[Stored data]
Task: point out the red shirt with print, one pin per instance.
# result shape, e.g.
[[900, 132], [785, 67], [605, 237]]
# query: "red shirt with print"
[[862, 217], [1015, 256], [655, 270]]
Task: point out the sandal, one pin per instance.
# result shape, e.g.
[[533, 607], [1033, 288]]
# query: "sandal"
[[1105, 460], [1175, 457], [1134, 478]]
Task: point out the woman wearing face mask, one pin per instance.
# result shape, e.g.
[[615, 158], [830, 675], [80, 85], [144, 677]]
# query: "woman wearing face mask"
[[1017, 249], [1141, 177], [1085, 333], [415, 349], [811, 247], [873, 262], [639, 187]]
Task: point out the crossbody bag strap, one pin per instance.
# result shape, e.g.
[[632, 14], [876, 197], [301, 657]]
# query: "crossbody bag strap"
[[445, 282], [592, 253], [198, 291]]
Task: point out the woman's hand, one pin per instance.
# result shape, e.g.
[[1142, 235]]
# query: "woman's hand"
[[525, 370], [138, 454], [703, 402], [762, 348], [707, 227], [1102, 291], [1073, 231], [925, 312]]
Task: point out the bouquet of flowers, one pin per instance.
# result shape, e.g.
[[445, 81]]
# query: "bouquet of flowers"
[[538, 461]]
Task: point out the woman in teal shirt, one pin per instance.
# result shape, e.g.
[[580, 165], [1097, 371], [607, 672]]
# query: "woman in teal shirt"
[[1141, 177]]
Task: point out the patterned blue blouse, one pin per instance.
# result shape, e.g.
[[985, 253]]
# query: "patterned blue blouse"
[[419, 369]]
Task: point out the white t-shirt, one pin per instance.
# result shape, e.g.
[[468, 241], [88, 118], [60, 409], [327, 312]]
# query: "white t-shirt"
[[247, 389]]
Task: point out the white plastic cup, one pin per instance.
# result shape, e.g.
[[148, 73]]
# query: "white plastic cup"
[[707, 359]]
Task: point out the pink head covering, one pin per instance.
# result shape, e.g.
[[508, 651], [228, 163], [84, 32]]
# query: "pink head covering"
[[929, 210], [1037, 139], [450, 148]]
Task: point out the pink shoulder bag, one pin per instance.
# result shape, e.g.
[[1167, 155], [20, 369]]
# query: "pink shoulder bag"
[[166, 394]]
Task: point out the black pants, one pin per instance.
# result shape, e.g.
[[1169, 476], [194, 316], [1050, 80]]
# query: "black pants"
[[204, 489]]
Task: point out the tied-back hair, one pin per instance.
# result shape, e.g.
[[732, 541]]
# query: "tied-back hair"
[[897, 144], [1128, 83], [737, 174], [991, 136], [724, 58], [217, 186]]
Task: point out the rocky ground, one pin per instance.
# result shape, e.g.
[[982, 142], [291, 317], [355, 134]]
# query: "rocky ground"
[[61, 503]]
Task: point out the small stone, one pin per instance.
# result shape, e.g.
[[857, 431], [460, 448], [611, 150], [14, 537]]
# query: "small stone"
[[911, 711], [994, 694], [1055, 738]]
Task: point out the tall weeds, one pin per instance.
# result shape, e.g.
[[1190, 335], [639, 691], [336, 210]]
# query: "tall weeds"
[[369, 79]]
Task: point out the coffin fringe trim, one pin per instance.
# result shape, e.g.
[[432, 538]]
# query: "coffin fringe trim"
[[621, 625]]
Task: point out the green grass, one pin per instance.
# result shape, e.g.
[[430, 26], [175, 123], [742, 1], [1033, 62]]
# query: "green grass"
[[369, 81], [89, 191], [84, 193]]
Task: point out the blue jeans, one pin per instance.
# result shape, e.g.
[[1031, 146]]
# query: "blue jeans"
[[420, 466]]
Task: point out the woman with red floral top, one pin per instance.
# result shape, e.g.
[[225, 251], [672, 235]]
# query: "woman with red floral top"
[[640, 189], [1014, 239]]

* * *

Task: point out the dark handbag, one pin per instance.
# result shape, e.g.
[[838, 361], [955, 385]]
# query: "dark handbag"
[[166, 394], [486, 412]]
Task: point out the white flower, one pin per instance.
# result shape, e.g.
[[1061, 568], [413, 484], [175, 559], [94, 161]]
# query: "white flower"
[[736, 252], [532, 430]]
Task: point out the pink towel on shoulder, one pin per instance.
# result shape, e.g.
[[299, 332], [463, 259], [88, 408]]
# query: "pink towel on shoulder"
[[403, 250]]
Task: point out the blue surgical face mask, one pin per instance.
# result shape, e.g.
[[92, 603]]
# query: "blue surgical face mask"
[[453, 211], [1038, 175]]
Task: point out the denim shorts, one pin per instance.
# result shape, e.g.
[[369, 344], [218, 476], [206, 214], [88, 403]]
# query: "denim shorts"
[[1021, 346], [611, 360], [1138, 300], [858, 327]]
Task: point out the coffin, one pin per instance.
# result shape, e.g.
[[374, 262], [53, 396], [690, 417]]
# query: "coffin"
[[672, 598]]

• Aim of the exercise:
Please copy the material from the line with "Task: point out the red" up to and including the line with "[[538, 461]]", replacing "result shape" with "output format" and changing nothing else.

• The reply:
Task: point out the red shirt with print, one pin per instance.
# output format, e.g.
[[900, 132], [785, 67], [605, 237]]
# query: "red shirt with print"
[[862, 217], [1015, 256], [655, 270]]
Task: point out the sandal, one pin per instance.
# output format, e.g.
[[533, 607], [1033, 288]]
# query: "sandal"
[[1105, 460], [1175, 457], [1134, 478]]
Task: point out the woman wearing face mask, one pin per instance.
# output format, e.g.
[[615, 158], [830, 675], [80, 85], [144, 677]]
# query: "woman wearing face mask"
[[1017, 249], [1141, 177], [1085, 333], [415, 349], [811, 247], [873, 262], [639, 187]]
Task: point out the crossbody bag strap, one pin per instance.
# output format, e.g.
[[632, 14], [876, 197], [301, 657]]
# query: "crossbody bag strap"
[[445, 282], [592, 253], [198, 291]]
Task: point out the woman's hand, one pin per instance.
# output format, e.g.
[[1142, 235]]
# query: "woman's hand"
[[525, 370], [138, 454], [703, 402], [762, 348], [707, 227], [1102, 291], [1073, 231], [925, 312]]
Task: point out the bouquet of flowers, one pin per instance.
# output format, e.g.
[[445, 81]]
# query: "bouquet of flowers"
[[538, 461]]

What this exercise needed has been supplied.